[Records from a data collection]
══════════

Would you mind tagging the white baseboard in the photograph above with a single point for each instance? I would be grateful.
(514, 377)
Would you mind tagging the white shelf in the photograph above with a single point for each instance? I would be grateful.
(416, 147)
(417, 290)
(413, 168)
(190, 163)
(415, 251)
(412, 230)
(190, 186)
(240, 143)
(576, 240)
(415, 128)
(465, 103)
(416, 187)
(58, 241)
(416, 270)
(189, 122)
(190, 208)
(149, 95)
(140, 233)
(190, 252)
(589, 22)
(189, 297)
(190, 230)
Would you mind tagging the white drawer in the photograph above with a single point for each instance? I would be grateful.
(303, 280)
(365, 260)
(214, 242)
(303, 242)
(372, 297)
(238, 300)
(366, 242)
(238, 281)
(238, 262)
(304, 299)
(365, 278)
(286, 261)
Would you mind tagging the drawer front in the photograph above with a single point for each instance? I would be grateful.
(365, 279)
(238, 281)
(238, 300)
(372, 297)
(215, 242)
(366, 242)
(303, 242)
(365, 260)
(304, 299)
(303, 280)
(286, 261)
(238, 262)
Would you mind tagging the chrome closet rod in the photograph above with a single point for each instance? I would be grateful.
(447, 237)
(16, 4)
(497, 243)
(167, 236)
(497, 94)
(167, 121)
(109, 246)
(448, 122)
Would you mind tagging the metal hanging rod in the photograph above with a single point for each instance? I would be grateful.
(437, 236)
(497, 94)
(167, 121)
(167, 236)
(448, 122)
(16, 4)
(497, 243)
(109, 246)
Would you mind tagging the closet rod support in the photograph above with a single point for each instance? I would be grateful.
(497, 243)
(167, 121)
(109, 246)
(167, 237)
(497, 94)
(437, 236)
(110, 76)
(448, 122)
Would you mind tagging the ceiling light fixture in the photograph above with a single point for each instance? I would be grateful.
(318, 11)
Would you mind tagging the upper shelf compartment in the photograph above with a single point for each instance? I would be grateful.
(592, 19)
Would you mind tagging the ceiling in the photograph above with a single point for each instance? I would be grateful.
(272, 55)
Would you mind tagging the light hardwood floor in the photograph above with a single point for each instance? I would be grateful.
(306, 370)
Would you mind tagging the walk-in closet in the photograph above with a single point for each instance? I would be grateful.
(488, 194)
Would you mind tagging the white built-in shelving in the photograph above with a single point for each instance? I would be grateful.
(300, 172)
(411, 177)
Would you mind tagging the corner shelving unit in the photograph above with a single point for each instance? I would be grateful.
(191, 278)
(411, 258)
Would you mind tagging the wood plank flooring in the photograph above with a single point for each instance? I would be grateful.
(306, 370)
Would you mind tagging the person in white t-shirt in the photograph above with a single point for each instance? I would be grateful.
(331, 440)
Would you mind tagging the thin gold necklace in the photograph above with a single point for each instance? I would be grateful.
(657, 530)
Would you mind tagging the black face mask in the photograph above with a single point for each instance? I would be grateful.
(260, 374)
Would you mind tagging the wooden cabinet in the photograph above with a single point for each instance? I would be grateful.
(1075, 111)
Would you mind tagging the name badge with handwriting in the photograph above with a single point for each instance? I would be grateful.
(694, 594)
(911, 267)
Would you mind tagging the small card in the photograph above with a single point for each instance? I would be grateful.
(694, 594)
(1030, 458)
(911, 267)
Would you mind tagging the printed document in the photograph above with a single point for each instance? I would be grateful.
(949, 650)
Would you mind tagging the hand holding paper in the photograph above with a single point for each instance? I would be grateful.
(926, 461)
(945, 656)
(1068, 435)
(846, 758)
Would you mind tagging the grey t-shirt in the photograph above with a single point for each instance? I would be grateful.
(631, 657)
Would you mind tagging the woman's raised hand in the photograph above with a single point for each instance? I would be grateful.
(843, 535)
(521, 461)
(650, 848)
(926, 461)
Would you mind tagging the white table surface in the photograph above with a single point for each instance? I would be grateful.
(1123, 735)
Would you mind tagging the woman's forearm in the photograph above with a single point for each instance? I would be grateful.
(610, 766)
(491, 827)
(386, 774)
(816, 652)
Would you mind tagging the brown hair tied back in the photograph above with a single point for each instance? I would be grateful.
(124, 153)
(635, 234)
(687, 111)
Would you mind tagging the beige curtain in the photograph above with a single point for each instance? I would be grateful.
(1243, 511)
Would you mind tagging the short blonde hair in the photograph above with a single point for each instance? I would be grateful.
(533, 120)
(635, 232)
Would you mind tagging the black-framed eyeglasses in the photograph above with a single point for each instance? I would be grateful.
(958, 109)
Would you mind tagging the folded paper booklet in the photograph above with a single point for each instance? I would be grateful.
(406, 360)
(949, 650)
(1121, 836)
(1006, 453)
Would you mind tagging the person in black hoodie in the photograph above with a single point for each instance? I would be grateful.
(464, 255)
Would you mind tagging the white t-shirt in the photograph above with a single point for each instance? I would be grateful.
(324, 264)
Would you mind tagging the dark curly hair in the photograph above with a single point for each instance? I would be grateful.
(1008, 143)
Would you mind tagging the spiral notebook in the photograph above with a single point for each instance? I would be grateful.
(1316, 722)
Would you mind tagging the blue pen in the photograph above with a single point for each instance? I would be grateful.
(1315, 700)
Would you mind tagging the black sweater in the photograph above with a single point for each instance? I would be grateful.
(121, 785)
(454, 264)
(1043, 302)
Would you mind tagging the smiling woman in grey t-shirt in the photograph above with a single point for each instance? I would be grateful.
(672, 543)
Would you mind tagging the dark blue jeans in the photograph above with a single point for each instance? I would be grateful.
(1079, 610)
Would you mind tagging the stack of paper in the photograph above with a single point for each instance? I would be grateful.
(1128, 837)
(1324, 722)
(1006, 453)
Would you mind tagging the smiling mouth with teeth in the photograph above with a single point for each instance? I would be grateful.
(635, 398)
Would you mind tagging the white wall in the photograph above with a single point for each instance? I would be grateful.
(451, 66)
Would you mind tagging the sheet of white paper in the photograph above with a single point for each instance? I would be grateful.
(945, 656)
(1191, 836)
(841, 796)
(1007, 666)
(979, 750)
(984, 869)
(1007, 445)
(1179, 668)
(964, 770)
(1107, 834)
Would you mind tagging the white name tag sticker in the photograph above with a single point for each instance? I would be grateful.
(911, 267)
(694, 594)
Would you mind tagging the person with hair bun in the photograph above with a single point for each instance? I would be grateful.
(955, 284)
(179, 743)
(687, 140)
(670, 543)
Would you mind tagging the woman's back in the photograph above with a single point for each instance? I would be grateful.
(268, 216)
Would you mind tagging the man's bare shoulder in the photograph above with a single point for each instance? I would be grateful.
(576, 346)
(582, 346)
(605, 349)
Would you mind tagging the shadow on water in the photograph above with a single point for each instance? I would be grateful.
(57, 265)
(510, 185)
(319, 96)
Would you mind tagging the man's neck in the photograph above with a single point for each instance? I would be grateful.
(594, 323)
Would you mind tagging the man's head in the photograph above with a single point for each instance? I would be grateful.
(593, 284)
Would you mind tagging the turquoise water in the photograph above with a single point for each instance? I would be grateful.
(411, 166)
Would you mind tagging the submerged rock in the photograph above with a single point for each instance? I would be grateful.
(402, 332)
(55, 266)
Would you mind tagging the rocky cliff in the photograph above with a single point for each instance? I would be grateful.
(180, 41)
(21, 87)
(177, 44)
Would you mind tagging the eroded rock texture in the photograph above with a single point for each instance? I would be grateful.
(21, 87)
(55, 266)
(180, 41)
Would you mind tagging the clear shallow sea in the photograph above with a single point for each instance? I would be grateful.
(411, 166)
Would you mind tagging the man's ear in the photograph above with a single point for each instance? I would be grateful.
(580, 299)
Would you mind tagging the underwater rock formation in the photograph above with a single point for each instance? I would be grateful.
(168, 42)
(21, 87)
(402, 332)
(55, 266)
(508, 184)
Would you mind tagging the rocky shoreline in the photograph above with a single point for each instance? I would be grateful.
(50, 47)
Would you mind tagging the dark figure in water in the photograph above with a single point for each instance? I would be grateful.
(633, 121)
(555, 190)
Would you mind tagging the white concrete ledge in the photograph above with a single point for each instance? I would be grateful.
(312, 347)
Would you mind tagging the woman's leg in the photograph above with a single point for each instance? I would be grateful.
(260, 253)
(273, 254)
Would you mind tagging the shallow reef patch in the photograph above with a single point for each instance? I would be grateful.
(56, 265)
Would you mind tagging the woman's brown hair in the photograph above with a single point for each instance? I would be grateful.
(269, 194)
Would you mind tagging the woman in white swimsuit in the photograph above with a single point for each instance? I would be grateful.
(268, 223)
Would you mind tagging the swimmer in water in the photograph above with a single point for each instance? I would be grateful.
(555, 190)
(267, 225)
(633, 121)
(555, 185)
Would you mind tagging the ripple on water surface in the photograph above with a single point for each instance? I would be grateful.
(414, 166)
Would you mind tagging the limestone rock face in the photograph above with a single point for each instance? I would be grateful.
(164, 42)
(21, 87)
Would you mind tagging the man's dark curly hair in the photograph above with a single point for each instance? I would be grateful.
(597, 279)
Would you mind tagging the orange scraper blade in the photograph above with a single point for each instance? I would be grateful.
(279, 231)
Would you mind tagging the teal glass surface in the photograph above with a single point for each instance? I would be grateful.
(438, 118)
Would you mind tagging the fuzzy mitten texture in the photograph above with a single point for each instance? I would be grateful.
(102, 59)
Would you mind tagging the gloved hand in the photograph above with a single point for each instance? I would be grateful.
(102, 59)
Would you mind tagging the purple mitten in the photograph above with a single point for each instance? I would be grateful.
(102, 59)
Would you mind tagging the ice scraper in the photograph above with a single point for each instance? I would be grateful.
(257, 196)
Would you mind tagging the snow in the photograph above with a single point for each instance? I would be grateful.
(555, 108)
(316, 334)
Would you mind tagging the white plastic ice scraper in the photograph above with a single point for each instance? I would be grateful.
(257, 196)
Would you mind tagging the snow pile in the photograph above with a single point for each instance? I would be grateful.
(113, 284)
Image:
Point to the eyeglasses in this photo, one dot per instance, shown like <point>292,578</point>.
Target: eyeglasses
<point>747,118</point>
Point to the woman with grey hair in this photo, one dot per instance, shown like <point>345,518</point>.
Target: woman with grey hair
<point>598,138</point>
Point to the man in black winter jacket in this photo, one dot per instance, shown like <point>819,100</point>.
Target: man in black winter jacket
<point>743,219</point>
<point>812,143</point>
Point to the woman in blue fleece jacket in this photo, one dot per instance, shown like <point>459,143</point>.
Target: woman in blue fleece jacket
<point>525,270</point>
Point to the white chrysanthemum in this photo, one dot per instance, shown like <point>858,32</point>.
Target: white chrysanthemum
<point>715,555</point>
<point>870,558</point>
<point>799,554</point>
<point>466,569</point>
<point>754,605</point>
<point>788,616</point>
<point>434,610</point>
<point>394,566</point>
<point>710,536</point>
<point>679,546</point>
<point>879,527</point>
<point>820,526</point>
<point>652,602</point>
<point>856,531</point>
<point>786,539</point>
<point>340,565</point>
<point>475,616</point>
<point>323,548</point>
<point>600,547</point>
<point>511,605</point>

══════════

◆ TASK TO CARRY OUT
Count how many lines of the entries contain the word "like"; only the number should appear in the reply.

◆ TASK OUTPUT
5